--- PROMPT ---
Reproduce the entries below word for word, with every line unchanged.
* START ITEMS *
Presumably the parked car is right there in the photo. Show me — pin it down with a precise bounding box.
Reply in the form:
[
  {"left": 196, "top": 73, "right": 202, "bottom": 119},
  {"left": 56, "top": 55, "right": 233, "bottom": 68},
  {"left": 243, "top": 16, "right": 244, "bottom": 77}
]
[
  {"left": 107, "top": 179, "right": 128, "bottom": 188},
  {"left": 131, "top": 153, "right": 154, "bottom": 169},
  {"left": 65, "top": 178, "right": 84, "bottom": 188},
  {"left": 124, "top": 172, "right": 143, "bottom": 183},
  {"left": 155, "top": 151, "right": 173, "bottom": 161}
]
* END ITEMS *
--- THE RESPONSE ---
Presumably the parked car is right there in the photo. Show me — pin it down with a precise bounding box.
Reply in the form:
[
  {"left": 196, "top": 73, "right": 202, "bottom": 119},
  {"left": 56, "top": 55, "right": 233, "bottom": 68},
  {"left": 243, "top": 16, "right": 244, "bottom": 77}
]
[
  {"left": 107, "top": 179, "right": 128, "bottom": 188},
  {"left": 131, "top": 153, "right": 154, "bottom": 169},
  {"left": 65, "top": 178, "right": 84, "bottom": 188},
  {"left": 124, "top": 172, "right": 143, "bottom": 183},
  {"left": 155, "top": 151, "right": 173, "bottom": 161}
]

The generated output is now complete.